Exercise 1> Update the N9-GP passage from "Meera B. Chitlur, MD, noted" to "data going forward.", replacing "prophylactically" with "preventively".
Exercise 2> Summarize the N9-GP passage in two sentences.
Exercise 3> According to the N9-GP passage, where is Ben Shuldiner a professor?

Excerpt to read>
---+---

The patients agreed that there is an urgent need and desire for effective, long-acting treatments. Ben Shuldiner, for example, said he was part of the clinical trials for N9-GP, has never had as much success sticking to a treatment regimen, and “is in much better shape, much less pain.”
“The [hemophilia] community needs choice,” said Mr. Shuldiner, a professor at Hunter College in New York, and an activist. He stressed that what works for one patient doesn’t necessarily work for another.
Committee members didn’t question the efficacy or value of the long-acting product, but did express concern about the unknown effects of PEG accumulation. One member questioned whether it might be feasible to restrict licensing to children over age 6 years and to adults under age 65 years pending additional study. Other members said that approach would restrict treatment for patients who might benefit the most from N9-GP.
Meera B. Chitlur, MD, noted that most children with hemophilia B are treated prophylactically by age 1, or at least by the time they are walking, and suggested it might be better to allow use of the product in those who need it, while collecting data going forward.

---+---

Data entries:
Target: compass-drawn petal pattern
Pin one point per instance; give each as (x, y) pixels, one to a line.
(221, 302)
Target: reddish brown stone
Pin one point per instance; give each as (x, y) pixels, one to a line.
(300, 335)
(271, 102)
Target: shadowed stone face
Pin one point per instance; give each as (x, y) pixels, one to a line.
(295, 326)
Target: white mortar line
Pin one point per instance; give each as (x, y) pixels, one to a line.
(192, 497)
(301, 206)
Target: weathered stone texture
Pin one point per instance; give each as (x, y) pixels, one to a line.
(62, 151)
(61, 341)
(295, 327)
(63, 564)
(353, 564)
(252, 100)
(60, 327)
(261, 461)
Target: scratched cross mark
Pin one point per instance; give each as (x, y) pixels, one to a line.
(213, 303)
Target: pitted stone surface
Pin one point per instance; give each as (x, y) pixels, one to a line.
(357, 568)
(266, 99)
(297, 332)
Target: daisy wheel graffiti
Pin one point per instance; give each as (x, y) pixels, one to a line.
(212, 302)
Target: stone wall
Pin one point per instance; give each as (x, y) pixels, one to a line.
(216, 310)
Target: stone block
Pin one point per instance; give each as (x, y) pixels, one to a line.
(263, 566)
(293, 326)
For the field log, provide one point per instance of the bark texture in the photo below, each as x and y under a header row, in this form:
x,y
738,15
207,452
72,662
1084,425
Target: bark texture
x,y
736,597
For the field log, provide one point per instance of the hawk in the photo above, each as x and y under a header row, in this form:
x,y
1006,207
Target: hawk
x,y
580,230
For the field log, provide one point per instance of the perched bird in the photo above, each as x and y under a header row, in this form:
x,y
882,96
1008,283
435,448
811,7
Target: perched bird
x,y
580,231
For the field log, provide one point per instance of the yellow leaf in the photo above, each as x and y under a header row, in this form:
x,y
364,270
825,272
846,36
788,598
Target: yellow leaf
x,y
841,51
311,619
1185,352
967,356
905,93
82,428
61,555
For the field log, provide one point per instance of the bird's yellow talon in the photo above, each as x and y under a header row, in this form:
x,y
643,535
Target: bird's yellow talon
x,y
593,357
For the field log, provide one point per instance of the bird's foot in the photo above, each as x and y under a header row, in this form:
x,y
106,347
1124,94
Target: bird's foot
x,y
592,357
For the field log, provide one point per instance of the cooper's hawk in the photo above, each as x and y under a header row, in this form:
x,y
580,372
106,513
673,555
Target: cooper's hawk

---+---

Answer 1>
Meera B. Chitlur, MD, noted that most children with hemophilia B are treated preventively by age 1, or at least by the time they are walking, and suggested it might be better to allow use of the product in those who need it, while collecting data going forward.

Answer 2> Patients described an urgent need for effective, long-acting treatments, and Ben Shuldiner said the hemophilia community needs choice. Committee members did not question the product's efficacy or value but were concerned about the unknown effects of PEG accumulation, and they weighed age limits on licensing against allowing use while collecting data.

Answer 3> Hunter College in New York.